** DIRECTIONS **
Pull out every line of the material below that contains the word "background", and copy each one as it appears.

⟨

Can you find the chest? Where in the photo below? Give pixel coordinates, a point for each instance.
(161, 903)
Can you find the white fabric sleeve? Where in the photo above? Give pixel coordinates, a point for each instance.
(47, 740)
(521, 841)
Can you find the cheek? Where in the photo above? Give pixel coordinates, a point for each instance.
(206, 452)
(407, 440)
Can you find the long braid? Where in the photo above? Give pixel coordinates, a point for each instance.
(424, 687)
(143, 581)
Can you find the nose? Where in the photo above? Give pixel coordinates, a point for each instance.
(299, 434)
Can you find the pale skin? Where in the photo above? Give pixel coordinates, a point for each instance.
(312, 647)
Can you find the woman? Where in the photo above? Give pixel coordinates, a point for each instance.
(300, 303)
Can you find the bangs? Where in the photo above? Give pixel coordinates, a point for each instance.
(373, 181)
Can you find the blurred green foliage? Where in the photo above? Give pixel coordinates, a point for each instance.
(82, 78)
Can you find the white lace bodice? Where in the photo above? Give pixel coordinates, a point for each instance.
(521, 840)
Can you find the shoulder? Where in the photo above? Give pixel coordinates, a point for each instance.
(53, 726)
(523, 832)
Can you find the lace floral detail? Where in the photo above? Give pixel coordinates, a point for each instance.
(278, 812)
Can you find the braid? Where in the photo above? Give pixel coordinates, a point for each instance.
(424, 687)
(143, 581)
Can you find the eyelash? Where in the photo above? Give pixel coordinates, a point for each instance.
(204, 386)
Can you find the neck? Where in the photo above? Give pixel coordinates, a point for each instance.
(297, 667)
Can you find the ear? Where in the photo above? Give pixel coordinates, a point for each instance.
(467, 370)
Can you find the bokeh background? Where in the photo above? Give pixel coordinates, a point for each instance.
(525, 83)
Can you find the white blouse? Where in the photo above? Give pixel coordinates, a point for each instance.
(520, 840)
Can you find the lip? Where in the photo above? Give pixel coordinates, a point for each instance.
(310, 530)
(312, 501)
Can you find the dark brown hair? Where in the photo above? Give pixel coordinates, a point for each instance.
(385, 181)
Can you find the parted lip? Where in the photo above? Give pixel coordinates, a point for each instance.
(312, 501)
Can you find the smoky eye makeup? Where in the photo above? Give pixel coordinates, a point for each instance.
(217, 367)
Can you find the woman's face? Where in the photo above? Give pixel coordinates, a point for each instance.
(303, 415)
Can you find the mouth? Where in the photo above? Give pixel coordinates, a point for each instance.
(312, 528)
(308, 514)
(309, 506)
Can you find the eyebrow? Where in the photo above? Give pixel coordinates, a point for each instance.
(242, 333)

⟩
⟨

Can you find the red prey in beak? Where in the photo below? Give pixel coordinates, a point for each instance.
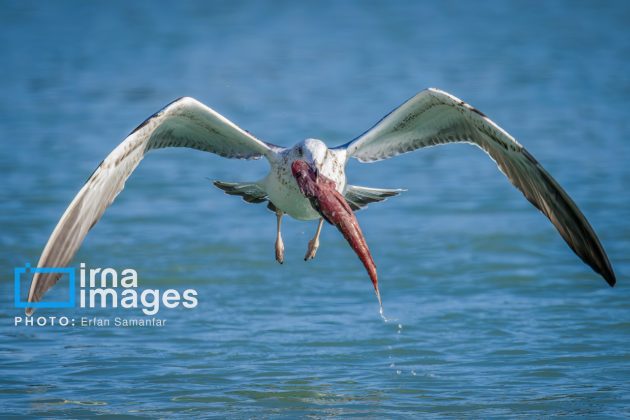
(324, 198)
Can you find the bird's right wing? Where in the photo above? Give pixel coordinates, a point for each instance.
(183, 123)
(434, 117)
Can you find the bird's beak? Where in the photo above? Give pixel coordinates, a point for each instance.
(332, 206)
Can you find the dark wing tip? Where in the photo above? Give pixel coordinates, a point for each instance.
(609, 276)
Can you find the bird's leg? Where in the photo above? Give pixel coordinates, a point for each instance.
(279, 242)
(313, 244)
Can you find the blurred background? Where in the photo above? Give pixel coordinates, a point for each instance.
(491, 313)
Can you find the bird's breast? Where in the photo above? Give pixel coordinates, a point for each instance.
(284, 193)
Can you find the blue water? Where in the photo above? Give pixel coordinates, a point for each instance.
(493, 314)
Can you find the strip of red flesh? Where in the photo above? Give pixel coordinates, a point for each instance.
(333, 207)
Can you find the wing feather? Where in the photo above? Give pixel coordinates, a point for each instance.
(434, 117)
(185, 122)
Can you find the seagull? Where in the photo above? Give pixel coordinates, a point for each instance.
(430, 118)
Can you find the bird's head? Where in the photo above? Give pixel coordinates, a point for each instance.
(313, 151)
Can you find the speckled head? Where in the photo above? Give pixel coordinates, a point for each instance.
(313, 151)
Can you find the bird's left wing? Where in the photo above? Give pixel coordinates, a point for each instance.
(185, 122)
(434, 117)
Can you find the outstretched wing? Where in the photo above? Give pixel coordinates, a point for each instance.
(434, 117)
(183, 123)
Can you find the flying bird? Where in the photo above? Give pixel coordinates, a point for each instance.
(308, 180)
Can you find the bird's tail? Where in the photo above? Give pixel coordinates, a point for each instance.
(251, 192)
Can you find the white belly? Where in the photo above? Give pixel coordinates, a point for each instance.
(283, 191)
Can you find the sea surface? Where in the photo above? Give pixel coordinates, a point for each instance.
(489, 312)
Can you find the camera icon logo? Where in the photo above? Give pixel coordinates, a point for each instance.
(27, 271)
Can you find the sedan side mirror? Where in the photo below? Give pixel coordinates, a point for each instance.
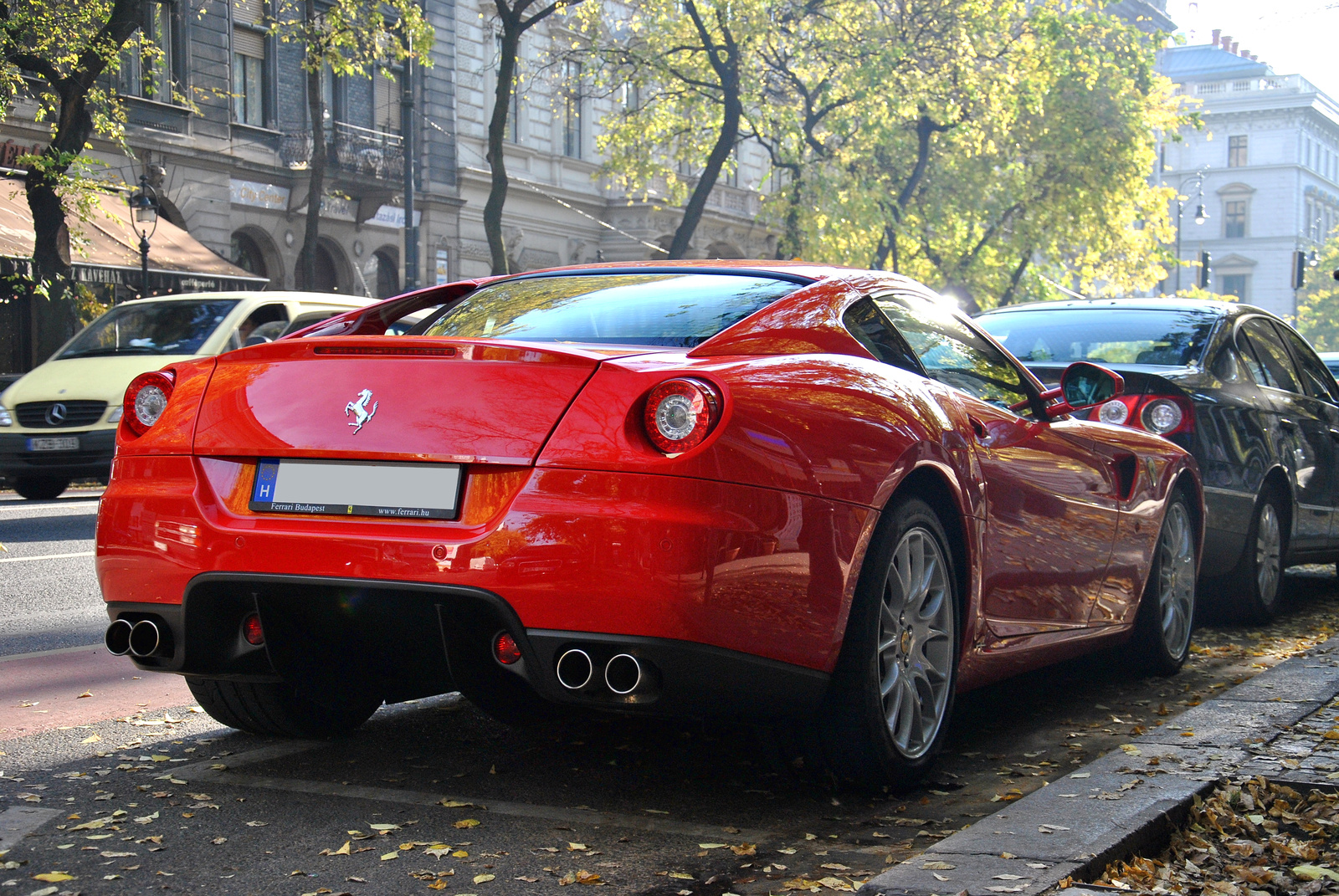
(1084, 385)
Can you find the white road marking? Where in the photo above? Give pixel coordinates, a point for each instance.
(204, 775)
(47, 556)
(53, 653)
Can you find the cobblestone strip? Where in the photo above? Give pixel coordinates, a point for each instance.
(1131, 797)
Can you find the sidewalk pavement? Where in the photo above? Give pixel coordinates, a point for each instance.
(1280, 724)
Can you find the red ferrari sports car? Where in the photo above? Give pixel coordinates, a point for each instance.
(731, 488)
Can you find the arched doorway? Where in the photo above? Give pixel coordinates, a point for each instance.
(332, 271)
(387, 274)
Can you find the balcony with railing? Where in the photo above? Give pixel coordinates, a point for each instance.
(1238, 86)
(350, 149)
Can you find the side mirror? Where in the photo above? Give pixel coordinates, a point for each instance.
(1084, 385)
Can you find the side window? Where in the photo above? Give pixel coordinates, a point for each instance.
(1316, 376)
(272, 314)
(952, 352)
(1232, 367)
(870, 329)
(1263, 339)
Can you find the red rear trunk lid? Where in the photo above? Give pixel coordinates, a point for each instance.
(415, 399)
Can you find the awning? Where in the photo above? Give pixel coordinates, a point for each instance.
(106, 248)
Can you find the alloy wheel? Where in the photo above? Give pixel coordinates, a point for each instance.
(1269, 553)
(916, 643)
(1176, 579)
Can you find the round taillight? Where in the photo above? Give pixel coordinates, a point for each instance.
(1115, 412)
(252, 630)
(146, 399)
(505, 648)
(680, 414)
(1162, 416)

⟩

** OUTPUT OF THE EXERCISE **
Can you find the bokeh background? Where in the photo above? Give pixel coordinates, a point for each instance.
Can you find the blurred background? Where in the photo above? Give pixel coordinates, a point for each instance.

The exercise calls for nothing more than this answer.